Provided data:
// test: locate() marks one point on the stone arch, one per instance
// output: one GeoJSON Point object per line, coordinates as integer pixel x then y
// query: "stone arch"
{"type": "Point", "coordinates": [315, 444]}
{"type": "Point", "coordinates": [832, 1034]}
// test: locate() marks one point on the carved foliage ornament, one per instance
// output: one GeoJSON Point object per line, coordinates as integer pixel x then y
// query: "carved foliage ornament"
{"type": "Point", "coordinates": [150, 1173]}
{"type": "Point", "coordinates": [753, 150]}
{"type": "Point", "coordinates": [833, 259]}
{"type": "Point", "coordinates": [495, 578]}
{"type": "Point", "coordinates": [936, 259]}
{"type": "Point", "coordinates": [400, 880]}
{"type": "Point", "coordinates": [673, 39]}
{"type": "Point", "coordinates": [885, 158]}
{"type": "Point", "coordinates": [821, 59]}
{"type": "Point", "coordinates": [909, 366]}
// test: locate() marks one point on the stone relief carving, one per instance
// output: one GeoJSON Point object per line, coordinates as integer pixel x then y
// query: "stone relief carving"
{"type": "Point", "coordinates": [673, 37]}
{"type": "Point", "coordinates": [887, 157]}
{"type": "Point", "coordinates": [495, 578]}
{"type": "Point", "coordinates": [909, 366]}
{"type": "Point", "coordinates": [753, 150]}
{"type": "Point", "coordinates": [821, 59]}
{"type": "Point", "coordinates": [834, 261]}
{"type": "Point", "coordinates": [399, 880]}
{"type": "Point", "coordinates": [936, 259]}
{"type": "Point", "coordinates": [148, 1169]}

Instructions for the task: For this data, state how many lines include the word "instance", with nothing added.

Task output: 3